### TEXT BLOCK
--- start ---
He made it possible for Labor to return to its core mission of governing in the national interest and lifting the lives of Australians.

Some giants cast a shadow, but Bill Hayden wasn’t one of them. With his quiet strength of character, this legend of the labour movement shone the light that let us see the road ahead.

As we mourn him in death, we celebrate what his life meant in all of its integrity, substance and consequence.

We take heart from all Bill made possible, and every life he changed for the better.

We rejoice in all that he fit into his nine decades – as Governor-General, Minister for Social Security, Treasurer, Foreign Minister and Labor Leader.

As a husband, as a father.

And we give thanks for all he gave to this country he loved so deeply. Not just the scale of his contribution, but its enduring power. 

The truth is Bill Hayden didn’t just light the road ahead, he did so much to lay its foundations.

We can be grateful that this child of the Depression turned police officer joined the Australian Labor Party to advance his values.

There must have been times when life in the Labor Party struck Bill as more challenge than solution.

In the aftermath of 1975, he was the last Labor MP left standing in Queensland. He served as Leader through six hard years in Opposition, only to be denied at the last moment the chance to lead the party to an election many believed he would have won.
--- end ---
### Part of a data file
--- start ---
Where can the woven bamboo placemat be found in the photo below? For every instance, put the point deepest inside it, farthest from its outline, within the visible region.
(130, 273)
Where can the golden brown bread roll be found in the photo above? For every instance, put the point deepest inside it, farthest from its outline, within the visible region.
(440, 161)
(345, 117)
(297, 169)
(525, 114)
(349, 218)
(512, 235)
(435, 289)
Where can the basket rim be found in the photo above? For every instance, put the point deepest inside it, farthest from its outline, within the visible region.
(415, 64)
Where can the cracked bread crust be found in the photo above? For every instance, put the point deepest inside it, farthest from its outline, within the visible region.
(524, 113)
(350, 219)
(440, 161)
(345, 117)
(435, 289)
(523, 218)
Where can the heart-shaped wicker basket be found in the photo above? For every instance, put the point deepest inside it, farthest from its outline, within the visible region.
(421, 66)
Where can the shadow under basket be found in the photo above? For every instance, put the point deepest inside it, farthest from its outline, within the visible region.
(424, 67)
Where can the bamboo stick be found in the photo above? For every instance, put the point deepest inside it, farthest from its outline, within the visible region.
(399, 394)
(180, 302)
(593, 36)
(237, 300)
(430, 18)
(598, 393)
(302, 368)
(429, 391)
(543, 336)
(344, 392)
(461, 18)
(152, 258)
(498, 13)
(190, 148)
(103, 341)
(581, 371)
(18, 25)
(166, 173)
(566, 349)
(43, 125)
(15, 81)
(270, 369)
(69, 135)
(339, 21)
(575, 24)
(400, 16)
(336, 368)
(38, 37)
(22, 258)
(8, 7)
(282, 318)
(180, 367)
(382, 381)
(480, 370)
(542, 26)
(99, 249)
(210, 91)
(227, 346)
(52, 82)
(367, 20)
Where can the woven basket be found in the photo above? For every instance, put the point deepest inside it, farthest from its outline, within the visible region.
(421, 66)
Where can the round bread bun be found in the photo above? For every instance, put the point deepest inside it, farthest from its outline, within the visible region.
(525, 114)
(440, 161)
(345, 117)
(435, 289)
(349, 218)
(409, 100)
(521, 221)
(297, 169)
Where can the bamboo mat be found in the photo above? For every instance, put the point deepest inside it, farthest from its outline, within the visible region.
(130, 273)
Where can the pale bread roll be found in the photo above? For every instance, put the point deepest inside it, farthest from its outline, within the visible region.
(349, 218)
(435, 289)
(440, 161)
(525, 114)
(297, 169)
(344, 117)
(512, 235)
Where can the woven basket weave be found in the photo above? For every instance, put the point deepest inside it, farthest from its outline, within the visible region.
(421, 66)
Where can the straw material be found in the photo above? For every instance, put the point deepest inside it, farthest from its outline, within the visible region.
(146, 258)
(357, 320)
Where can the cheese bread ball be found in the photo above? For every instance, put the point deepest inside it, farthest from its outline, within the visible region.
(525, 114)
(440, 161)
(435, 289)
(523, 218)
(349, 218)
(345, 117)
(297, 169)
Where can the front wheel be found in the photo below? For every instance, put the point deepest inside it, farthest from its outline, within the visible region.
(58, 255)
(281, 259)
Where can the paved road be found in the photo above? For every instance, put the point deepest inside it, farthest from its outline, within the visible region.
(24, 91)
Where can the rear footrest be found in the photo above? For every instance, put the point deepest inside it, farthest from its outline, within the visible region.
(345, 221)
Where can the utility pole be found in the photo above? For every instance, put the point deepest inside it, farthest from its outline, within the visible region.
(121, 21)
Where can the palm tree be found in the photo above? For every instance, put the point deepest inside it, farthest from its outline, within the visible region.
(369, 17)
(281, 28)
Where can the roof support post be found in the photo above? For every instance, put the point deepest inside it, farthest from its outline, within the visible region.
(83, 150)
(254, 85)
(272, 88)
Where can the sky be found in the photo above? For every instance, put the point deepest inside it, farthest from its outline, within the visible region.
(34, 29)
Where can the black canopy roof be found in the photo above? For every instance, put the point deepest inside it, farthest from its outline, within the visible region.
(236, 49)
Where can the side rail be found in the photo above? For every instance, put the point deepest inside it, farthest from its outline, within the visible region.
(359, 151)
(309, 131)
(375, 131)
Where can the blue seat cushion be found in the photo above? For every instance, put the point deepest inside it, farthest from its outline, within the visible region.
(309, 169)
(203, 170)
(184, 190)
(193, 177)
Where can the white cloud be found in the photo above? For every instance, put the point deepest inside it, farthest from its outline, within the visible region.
--- end ---
### WRITTEN TASK A
Answer these questions from the tribute to Bill Hayden:
(i) Which offices are listed for him across his nine decades?
(ii) What had he become before he joined the Australian Labor Party?
(iii) For how many years did he serve as Leader in Opposition?
### WRITTEN TASK B
Please recast the paragraph of the tribute to Bill Hayden that begins "In the aftermath of 1975" as a short bulleted list, keeping its main facts.

### COMPLETE RESPONSE A
(i) Governor-General, Minister for Social Security, Treasurer, Foreign Minister and Labor Leader.
(ii) A police officer.
(iii) Six years.

### COMPLETE RESPONSE B
- After 1975, he was the last Labor MP left in Queensland.
- He led the party through six hard years in Opposition.
- At the last moment, he was denied the chance to lead Labor to an election many believed he would have won.